• **TAREAS DEL EJERCICIO**:
1/ Devuelve sin cambios el fragmento del texto sobre la modernidad que va entre "Pero que el" y "un gran profesor!", ambos incluidos.
2/ Prolonga el texto sobre la modernidad a partir del punto en que se detiene.

• **TEXTO DADO**:
--*--

Que el mundo fue y será una porquería, ya lo sé, / en el quinientos seis y en el dos mil también;
que siempre ha habido chorros, / Maquiavelos y estafaos,
contentos y amargaos, valores y dublé.
Pero que el siglo veinte es un despliegue
demanda insolente, ya no hay quien lo niegue, (…)
Hoy resulta que es lo mismo ser derecho que traidor, / ignorante, sabio, chorro, generoso, estafador.
¡Todo es igual, nada es mejor, /lo mismo un burro que un gran profesor!
-Carlos Gardel, Cambalache.
A mediados del siglo diecinueve, el Barón Pierre de Coubertain articuló la frase que se convertiría, posteriormente, en el lema favorito de los Juegos Olímpicos: “más alto, más fuerte, más rápido”. Jeremy Bentham, James Mill y John Stuart Mill, por su parte, enunciarían mucho antes –en el siglo dieciocho- su teoría del utilitarismo: “el mayor bien para el mayor número de personas”. Y en la misma línea de pensamiento, alusiva a la optimización de procesos y logros, Adam Smith establecería en su Riqueza de las naciones (1776): “dejad hacer y dejad pasar, que sólo así, ha de caminar el comercio[1]”. Todos estos pensadores y doctrinas obedecen al elogio de la modernidad. El trabajo, entendido como cualquier actividad que se traduce en rendimiento económico (bienes físicos o monetarios), la técnica, que es el procedimiento para realizar cualquier trabajo, y la ciencia, que se define como la innovación e indagación que mejora las técnicas, se convirtieron en los tres cimientos sobre los cuales se construyó el discurso de la modernidad[2].

--*--

(Entradas de un conjunto de datos de señalamiento)
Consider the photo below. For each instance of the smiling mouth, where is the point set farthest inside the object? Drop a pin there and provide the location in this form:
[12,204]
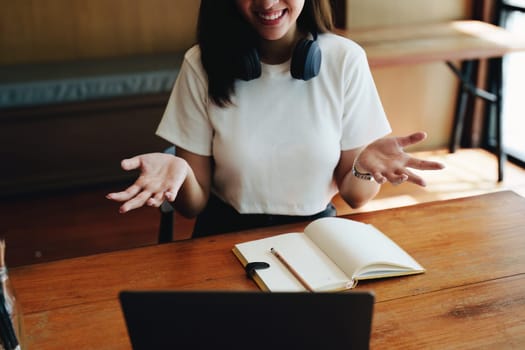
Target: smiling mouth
[271,16]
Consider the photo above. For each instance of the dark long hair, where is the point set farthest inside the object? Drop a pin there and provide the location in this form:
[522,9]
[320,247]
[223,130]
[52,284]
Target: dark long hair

--*--

• **RESPUESTAS DADAS**:
1/
Pero que el siglo veinte es un despliegue
demanda insolente, ya no hay quien lo niegue, (…)
Hoy resulta que es lo mismo ser derecho que traidor, / ignorante, sabio, chorro, generoso, estafador.
¡Todo es igual, nada es mejor, /lo mismo un burro que un gran profesor!

2/
La modernidad, como discurso, posee distintas aristas, según los ámbitos en donde puede manifestarse. En lo político, los sistemas modernos deben basarse en un Estado de bienestar, salvaguardar los derechos de los ciudadanos, estratificarse en instituciones para su mejor funcionamiento y estar abiertos a los procesos democráticos. En lo económico, la modernidad es sinónimo de “bienestar socioeconómico”. Las técnicas deben ayudar a optimizar los procesos fabriles: debe obtenerse más producto en menos tiempo, más barato a mayor cantidad, distribuirlo al mayor número de personas, hallar la mayor cantidad de ganancias, posicionar la industria propia por encima de las demás…en pocas palabras, masificar la economía…productos en masa, procesos en masa y una competencia masiva. Cabe destacar que a partir de esta noción de “masificación” y de “bienestar”, la modernidad construirá dos grandes discursos-sistema políticos-económicos: el capitalismo (Quesnay, Smith, Ricardo, Malthus: “la escuela clásica”), que establecerá que cada ciudadano puede autodeterminarse hacia su propio progreso, y el socialismo (Saint-Simon, Proudon, Fourier: “escuela utópica”; Marx, Engels: “escuela científica”; Lenin, Gramsci, Trotsky:”escuela pragmática” ), cuya visión del progreso parte de la igualdad, el cooperativismo y el proteccionismo económico. En el plano social, finalmente, el discurso moderno exalta la dignidad de los hombres, su supuesta igualdad y el “iusnaturalismo”, es decir, las garantías de todos los individuos por el simple hecho de haber nacido humanos. Estas tres esferas –política, economía y sociedad- representan las “manifestaciones” de la modernidad. Los campos de acción directa del discurso moderno, por así decirlo. Sin embargo, la “construcción” de este discurso resulta mucho más profunda. Toca ámbitos como la epistemología, la religión y la estética.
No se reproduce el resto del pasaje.